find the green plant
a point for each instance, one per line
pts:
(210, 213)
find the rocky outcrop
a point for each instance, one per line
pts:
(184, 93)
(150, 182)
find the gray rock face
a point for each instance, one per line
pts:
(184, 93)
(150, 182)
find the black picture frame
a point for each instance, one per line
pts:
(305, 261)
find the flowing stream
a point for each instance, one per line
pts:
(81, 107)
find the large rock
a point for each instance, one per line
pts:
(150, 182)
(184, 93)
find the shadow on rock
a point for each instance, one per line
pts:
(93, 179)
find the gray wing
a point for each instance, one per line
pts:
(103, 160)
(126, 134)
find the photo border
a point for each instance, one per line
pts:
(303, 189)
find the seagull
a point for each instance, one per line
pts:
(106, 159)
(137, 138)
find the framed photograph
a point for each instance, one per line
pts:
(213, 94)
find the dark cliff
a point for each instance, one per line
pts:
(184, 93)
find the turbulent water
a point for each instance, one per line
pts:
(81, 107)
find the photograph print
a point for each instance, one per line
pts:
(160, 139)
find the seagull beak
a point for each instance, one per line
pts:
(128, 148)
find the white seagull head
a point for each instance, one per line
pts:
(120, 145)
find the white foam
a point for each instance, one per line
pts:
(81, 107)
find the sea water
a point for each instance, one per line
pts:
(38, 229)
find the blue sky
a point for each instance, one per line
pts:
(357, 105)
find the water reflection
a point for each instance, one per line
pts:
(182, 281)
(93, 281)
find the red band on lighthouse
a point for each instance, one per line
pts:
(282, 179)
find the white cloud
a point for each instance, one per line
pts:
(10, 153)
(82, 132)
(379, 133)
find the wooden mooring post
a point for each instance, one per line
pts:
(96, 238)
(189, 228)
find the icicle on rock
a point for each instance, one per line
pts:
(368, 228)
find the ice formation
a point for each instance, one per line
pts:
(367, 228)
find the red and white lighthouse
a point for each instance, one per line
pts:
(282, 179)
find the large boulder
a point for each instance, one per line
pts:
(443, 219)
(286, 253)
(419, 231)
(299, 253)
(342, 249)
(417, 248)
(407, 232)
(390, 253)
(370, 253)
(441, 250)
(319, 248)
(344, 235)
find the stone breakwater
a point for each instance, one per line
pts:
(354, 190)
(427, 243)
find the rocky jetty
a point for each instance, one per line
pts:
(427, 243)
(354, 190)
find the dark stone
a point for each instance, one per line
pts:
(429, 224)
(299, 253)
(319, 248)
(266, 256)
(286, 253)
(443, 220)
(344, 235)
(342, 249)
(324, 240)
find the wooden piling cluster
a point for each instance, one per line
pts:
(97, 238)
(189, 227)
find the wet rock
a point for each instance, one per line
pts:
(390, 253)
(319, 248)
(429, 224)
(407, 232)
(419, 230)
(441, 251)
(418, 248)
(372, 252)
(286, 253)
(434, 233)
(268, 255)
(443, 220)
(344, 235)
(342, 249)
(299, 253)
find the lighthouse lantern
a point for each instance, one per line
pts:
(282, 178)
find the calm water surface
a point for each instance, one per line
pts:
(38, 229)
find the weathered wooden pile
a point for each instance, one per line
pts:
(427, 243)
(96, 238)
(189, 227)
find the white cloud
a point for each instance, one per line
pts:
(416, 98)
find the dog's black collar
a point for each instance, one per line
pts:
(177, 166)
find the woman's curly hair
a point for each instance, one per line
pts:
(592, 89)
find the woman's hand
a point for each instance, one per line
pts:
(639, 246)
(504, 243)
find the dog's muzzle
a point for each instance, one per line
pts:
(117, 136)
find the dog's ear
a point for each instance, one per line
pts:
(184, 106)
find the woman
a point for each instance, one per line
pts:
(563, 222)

→ **What to produce**: For this exercise, output all the data exactly as shown above.

→ **Output for this task**:
find the green plant
a point for each instance, one per line
pts:
(210, 213)
find the rocky outcrop
a point for each instance, one per line
pts:
(184, 93)
(150, 182)
find the gray rock face
a point for each instance, one per line
pts:
(184, 93)
(150, 182)
find the black picture frame
a point for each instance, one per line
pts:
(305, 261)
find the flowing stream
a point for each instance, one per line
pts:
(81, 107)
find the large rock
a point for each instance, one per line
pts:
(150, 182)
(184, 93)
find the shadow on rock
a point for each instance, one per line
pts:
(93, 179)
find the gray wing
a point for each instance, one per line
pts:
(103, 160)
(126, 134)
find the photo border
a point for each instance, one per line
pts:
(303, 189)
find the seagull
a point for each instance, one per line
pts:
(106, 159)
(137, 138)
find the framed photograph
a point for each instance, one per line
pts:
(213, 94)
find the dark cliff
a point for each instance, one per line
pts:
(184, 93)
find the turbulent water
a point for each instance, one per line
pts:
(81, 107)
find the photograph print
a point for each instance, one per line
pts:
(160, 139)
find the seagull beak
a point for each instance, one per line
pts:
(128, 148)
find the white seagull head
a point for each instance, one per line
pts:
(120, 145)
find the white foam
a point for each instance, one per line
pts:
(81, 107)
find the sea water
a point for each instance, one per line
pts:
(38, 229)
find the blue sky
a point for each instance, one per line
pts:
(357, 105)
find the water reflection
a point for each instance, one per line
pts:
(182, 281)
(93, 281)
find the red band on lighthouse
a point for each instance, one per line
pts:
(282, 179)
find the white cloud
a point for each instance, one per line
pts:
(10, 153)
(82, 132)
(379, 133)
find the wooden mooring post
a point for each instance, one per line
pts:
(96, 238)
(189, 228)
find the icicle on rock
a point for each instance, one per line
pts:
(368, 228)
find the ice formation
a point for each instance, one per line
pts:
(367, 228)
find the red and white lighthouse
a point for each instance, one per line
pts:
(282, 179)
find the large boulder
a point for each instance, one per line
pts:
(443, 219)
(286, 253)
(419, 231)
(299, 253)
(342, 249)
(417, 248)
(407, 232)
(390, 253)
(370, 253)
(441, 250)
(319, 248)
(344, 235)
find the stone breakwater
a point for each instance, one per line
pts:
(354, 190)
(427, 243)
find the rocky jetty
a point for each instance, one per line
pts:
(427, 243)
(354, 190)
find the dark stone
a point for each instance, one per line
pts:
(429, 224)
(299, 253)
(319, 248)
(266, 256)
(286, 253)
(443, 220)
(344, 235)
(342, 249)
(324, 240)
find the wooden piling cluster
a point for each instance, one per line
pts:
(97, 238)
(189, 227)
find the wet rock
a point for each instance, one per line
pts:
(390, 253)
(319, 248)
(429, 224)
(407, 232)
(419, 230)
(441, 251)
(418, 248)
(372, 252)
(286, 253)
(434, 233)
(268, 255)
(443, 220)
(344, 235)
(342, 249)
(299, 253)
find the lighthouse lantern
a point for each instance, one per line
pts:
(282, 178)
find the calm water surface
a point for each instance, one per line
pts:
(38, 229)
find the weathered wooden pile
a point for each instance, one per line
pts:
(427, 243)
(96, 238)
(189, 227)
find the white cloud
a point for each instance, one per line
pts:
(416, 98)
find the dog's black collar
a point for each instance, one per line
pts:
(177, 166)
find the woman's curly hair
a point for each instance, one per line
pts:
(592, 89)
find the woman's hand
a point for each instance, one per line
pts:
(639, 246)
(504, 243)
find the dog's muzzle
a point for each instance, one per line
pts:
(117, 136)
find the dog's ear
a point for each instance, one per line
pts:
(184, 106)
find the woman
a point for each instance, one per line
pts:
(563, 222)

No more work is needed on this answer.